Off-policy versus on-policy refers to what data the model is trained on. On-policy training is where the training data is collected by the policy. Off-policy training is where the data was collected by a different sampling process (e.g. we have a standard dataset that we're going to use for supervised training).
This framing has been active for several years, as it’s the framing that enables RLHF and RLVR. RLHF itself is quite old, I think since the original chatGPT.
That would be incorrect. My other reply attempts to address this.
“Policy” here refers to a probability distribution, i.e. a function that, given some context, assigns probabilities to possible next tokens. It's what a model’s behavior looks like when viewed through an RL lens.
The paper discusses “on-policy” and “off-policy” training, which is central to its idea.

List of tasks –
**a.** Please output everything from "This framing has" down to "an RL lens." in the thread on on-policy and off-policy training, word for word.
**b.** Pick up the thread on on-policy and off-policy training after its last sentence and continue it.
The items that come next are separate from the thread on on-policy and off-policy training.

Localization data for annotated photos

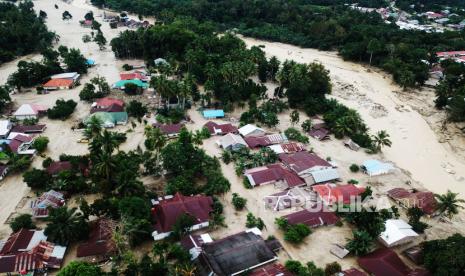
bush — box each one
[232,193,247,210]
[126,100,148,119]
[47,99,77,120]
[10,214,36,232]
[284,127,308,144]
[245,213,265,230]
[32,136,49,153]
[349,164,360,173]
[325,262,342,276]
[23,169,50,189]
[284,223,312,244]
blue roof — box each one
[203,109,224,118]
[363,160,394,175]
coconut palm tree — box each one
[373,130,392,151]
[434,190,465,219]
[346,231,373,256]
[45,207,88,245]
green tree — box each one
[57,261,103,276]
[10,214,36,232]
[346,231,374,256]
[44,207,89,245]
[434,190,465,219]
[32,136,50,153]
[232,193,247,210]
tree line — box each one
[0,1,56,64]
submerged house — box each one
[196,228,281,276]
[31,190,65,218]
[279,151,339,185]
[152,193,213,240]
[244,164,305,189]
[387,188,437,216]
[13,104,47,120]
[312,184,365,205]
[76,218,117,263]
[216,133,248,151]
[203,121,237,135]
[239,124,266,137]
[379,219,418,247]
[0,228,66,275]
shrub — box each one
[10,214,36,232]
[349,164,360,173]
[245,213,265,230]
[32,136,49,153]
[325,262,342,276]
[232,193,247,210]
[47,99,77,120]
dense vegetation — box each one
[0,1,55,64]
[92,0,465,87]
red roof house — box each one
[387,188,437,215]
[282,207,340,228]
[46,161,73,175]
[244,164,305,189]
[153,123,184,138]
[76,218,117,262]
[312,184,365,205]
[152,193,213,240]
[43,79,75,90]
[358,248,429,276]
[0,229,66,274]
[248,263,294,276]
[204,121,238,135]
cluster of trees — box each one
[221,147,278,175]
[8,46,87,90]
[0,1,56,64]
[92,0,465,87]
[160,128,231,195]
[47,99,77,120]
[422,234,465,275]
[275,218,312,244]
[435,60,465,122]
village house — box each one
[76,218,117,263]
[358,248,428,276]
[4,132,36,155]
[268,142,305,154]
[279,151,339,185]
[202,109,224,119]
[216,133,248,151]
[31,190,65,218]
[244,164,305,189]
[263,187,314,211]
[152,123,184,138]
[379,219,418,247]
[203,121,238,135]
[312,184,365,205]
[308,123,330,141]
[152,193,213,240]
[281,208,340,228]
[43,72,81,90]
[90,97,124,114]
[244,133,287,149]
[11,125,47,134]
[0,228,66,275]
[0,120,13,139]
[13,104,47,120]
[387,188,437,216]
[239,124,266,137]
[192,228,281,276]
[84,112,128,128]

Outputs by task –
**a.**
This framing has been active for several years, as it’s the framing that enables RLHF and RLVR. RLHF itself is quite old, I think since the original chatGPT.
That would be incorrect. My other reply attempts to address this.
“Policy” here refers to a probability distribution, i.e. a function that, given some context, assigns probabilities to possible next tokens. It's what a model’s behavior looks like when viewed through an RL lens.

**b.**
Off-policy training is what happens in standard supervised fine-tuning (SFT): the model is trained on examples that were produced independently of the model. This means that the examples have a different distribution than what the model produces. This can have a negative effect on previously learned capabilities.
On-policy training (in this context) uses data generated by the model itself. It samples the model’s own outputs, scores them against whatever results are being trained for, and updates the model based on those scores. This reinforces certain aspects of the model's own pretrained behavior, so is a "gentler" way to change the model's behavior. The authors claim that this reduces "catastrophic forgetting" and other negative consequences of SFT.